*TASK TO CARRY OUT*:
Among the entries that follow, find every line with the word "whole" and copy it.

══ GIVEN INFORMATION ══

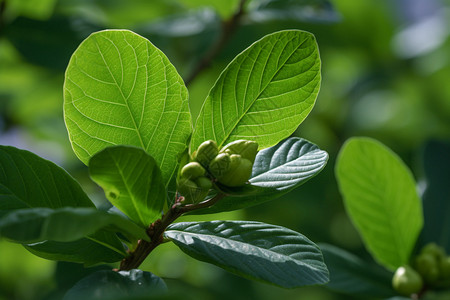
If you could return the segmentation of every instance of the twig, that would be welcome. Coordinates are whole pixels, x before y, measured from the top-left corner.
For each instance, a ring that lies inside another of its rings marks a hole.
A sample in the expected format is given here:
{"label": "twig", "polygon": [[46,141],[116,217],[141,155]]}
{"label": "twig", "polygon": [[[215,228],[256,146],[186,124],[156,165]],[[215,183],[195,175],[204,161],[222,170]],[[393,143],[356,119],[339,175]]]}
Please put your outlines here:
{"label": "twig", "polygon": [[231,38],[233,33],[236,31],[239,21],[244,15],[244,5],[247,0],[241,0],[239,2],[239,7],[237,11],[233,14],[233,16],[222,22],[222,30],[220,34],[220,38],[217,42],[210,48],[209,52],[203,57],[202,60],[195,66],[192,70],[191,74],[187,76],[185,80],[185,84],[188,86],[197,76],[200,74],[203,69],[209,67],[212,60],[220,53],[220,51],[227,44],[228,40]]}
{"label": "twig", "polygon": [[215,197],[197,204],[183,205],[182,202],[176,202],[172,206],[172,208],[169,209],[169,211],[162,217],[162,219],[155,221],[147,229],[147,234],[150,237],[150,242],[140,240],[138,246],[130,254],[130,256],[122,260],[118,271],[127,271],[139,267],[147,258],[147,256],[153,251],[153,249],[164,243],[164,231],[181,215],[196,209],[210,207],[225,196],[225,194],[217,194]]}
{"label": "twig", "polygon": [[0,35],[3,31],[3,27],[5,26],[5,11],[6,11],[6,0],[3,0],[0,3]]}

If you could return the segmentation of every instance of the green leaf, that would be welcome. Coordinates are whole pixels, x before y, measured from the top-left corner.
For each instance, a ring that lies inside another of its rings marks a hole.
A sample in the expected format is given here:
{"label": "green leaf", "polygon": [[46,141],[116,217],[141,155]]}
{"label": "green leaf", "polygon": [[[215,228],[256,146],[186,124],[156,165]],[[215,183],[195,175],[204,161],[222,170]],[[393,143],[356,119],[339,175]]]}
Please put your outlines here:
{"label": "green leaf", "polygon": [[164,235],[186,254],[250,279],[285,288],[328,281],[319,248],[300,233],[280,226],[184,222],[170,225]]}
{"label": "green leaf", "polygon": [[431,141],[423,151],[426,189],[423,193],[423,245],[438,243],[450,253],[450,143]]}
{"label": "green leaf", "polygon": [[80,280],[64,296],[63,300],[78,299],[131,299],[153,296],[167,292],[164,281],[150,272],[133,269],[130,271],[98,271]]}
{"label": "green leaf", "polygon": [[[253,164],[250,185],[227,188],[216,205],[193,213],[216,213],[236,210],[273,200],[299,187],[325,167],[327,152],[307,140],[292,137],[278,145],[261,150]],[[239,199],[236,199],[239,197]]]}
{"label": "green leaf", "polygon": [[422,205],[411,171],[378,141],[352,138],[336,177],[347,212],[374,258],[394,270],[408,263],[422,229]]}
{"label": "green leaf", "polygon": [[[17,209],[67,206],[95,208],[80,185],[62,168],[29,151],[0,146],[2,219]],[[44,258],[82,263],[123,258],[124,249],[115,234],[97,232],[90,238],[70,243],[43,242],[26,248]]]}
{"label": "green leaf", "polygon": [[144,149],[165,185],[191,133],[188,92],[167,57],[127,30],[91,34],[72,55],[64,117],[78,158],[88,164],[112,145]]}
{"label": "green leaf", "polygon": [[94,207],[62,168],[29,151],[0,146],[0,209]]}
{"label": "green leaf", "polygon": [[319,247],[330,271],[328,288],[364,299],[397,295],[392,289],[391,272],[335,246],[319,244]]}
{"label": "green leaf", "polygon": [[0,219],[0,236],[22,244],[72,242],[100,229],[120,232],[130,241],[148,239],[145,229],[135,223],[95,208],[18,209]]}
{"label": "green leaf", "polygon": [[144,150],[108,147],[91,158],[89,172],[108,200],[133,221],[146,228],[161,217],[166,190],[155,160]]}
{"label": "green leaf", "polygon": [[209,92],[194,129],[192,153],[206,140],[219,147],[238,139],[260,149],[288,137],[312,110],[320,86],[320,58],[312,34],[265,36],[239,54]]}

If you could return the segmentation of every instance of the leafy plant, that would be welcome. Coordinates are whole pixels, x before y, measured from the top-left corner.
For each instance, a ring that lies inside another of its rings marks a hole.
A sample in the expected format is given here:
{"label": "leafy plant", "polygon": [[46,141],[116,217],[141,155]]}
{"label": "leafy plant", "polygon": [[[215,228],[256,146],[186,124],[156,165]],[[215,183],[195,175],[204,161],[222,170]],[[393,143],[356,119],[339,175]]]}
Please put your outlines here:
{"label": "leafy plant", "polygon": [[[162,279],[136,270],[165,242],[254,280],[286,288],[323,284],[328,270],[322,253],[300,233],[248,221],[174,223],[187,213],[230,211],[274,199],[320,172],[327,153],[289,137],[312,110],[319,86],[314,37],[298,30],[276,32],[225,68],[193,126],[187,88],[159,49],[131,31],[96,32],[67,67],[64,119],[75,154],[114,209],[97,209],[57,165],[1,146],[0,234],[47,259],[86,266],[120,261],[117,272],[90,275],[66,299],[165,290]],[[199,176],[211,189],[188,201],[184,191],[194,190],[186,189],[180,180],[186,174],[180,173],[208,140],[230,156],[231,165],[239,161],[225,171],[240,179],[221,179],[206,165]],[[230,146],[239,140],[259,145],[260,151],[250,155]],[[248,178],[240,168],[249,163]],[[111,293],[109,286],[118,291]]]}
{"label": "leafy plant", "polygon": [[[442,164],[436,169],[445,169],[448,147],[434,147],[437,150],[433,149],[433,152],[438,154],[434,159],[441,159]],[[433,164],[436,167],[436,162],[430,160],[431,153],[430,149],[425,153],[428,169],[432,169]],[[448,292],[450,256],[445,253],[450,252],[448,234],[440,229],[442,224],[433,227],[436,232],[431,234],[429,228],[423,230],[424,215],[425,224],[428,224],[425,228],[433,222],[427,218],[427,213],[431,216],[429,201],[434,201],[445,213],[448,212],[445,197],[434,194],[434,200],[425,201],[424,198],[422,205],[411,171],[395,153],[370,138],[348,140],[339,153],[335,170],[347,213],[375,261],[385,269],[342,249],[322,245],[330,267],[329,287],[380,298],[404,295],[419,299],[436,291]],[[448,178],[445,172],[448,171],[441,172],[439,178]],[[427,176],[433,178],[432,173]],[[444,184],[436,185],[433,181],[430,188],[447,189]],[[425,212],[422,206],[428,207]],[[448,218],[444,216],[440,221],[446,220]]]}

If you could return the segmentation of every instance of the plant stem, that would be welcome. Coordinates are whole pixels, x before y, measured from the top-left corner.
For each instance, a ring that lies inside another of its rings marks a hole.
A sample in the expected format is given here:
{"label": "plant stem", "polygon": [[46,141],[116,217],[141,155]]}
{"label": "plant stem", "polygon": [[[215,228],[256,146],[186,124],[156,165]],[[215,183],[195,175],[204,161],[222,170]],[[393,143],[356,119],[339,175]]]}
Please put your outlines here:
{"label": "plant stem", "polygon": [[186,78],[185,84],[188,86],[197,76],[200,74],[203,69],[207,68],[211,61],[220,53],[220,51],[227,44],[228,40],[231,38],[233,33],[236,31],[239,21],[244,15],[244,4],[247,0],[241,0],[239,2],[239,7],[233,16],[222,22],[222,30],[220,34],[220,38],[216,41],[216,43],[211,46],[209,52],[203,57],[202,60],[194,67],[191,74]]}
{"label": "plant stem", "polygon": [[122,260],[122,262],[120,263],[119,271],[127,271],[139,267],[147,258],[147,256],[153,251],[153,249],[164,242],[164,231],[181,215],[196,209],[210,207],[225,196],[225,194],[217,194],[211,199],[196,204],[183,205],[181,202],[175,203],[172,208],[169,209],[169,211],[165,215],[163,215],[161,219],[156,220],[147,229],[147,234],[150,237],[150,242],[140,240],[138,246],[130,254],[130,256]]}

═══

*YOUR SOLUTION*:
If you could return the segmentation of every instance of the twig, that would be welcome. Coordinates are whole pixels, x before y, measured from the top-left corner.
If you could return the segmentation of every instance of the green leaf, that would be welcome. Coordinates are whole pixels, x before y, measured from the top-left corner.
If you could return the segmentation of every instance of the leafy plant, that would be welcome. Coordinates are whole pixels, x before y, measured from the top-left corner.
If you could return the segmentation of every instance of the plant stem, that would be welcome. Coordinates are whole pixels, x before y, measured from the top-left corner.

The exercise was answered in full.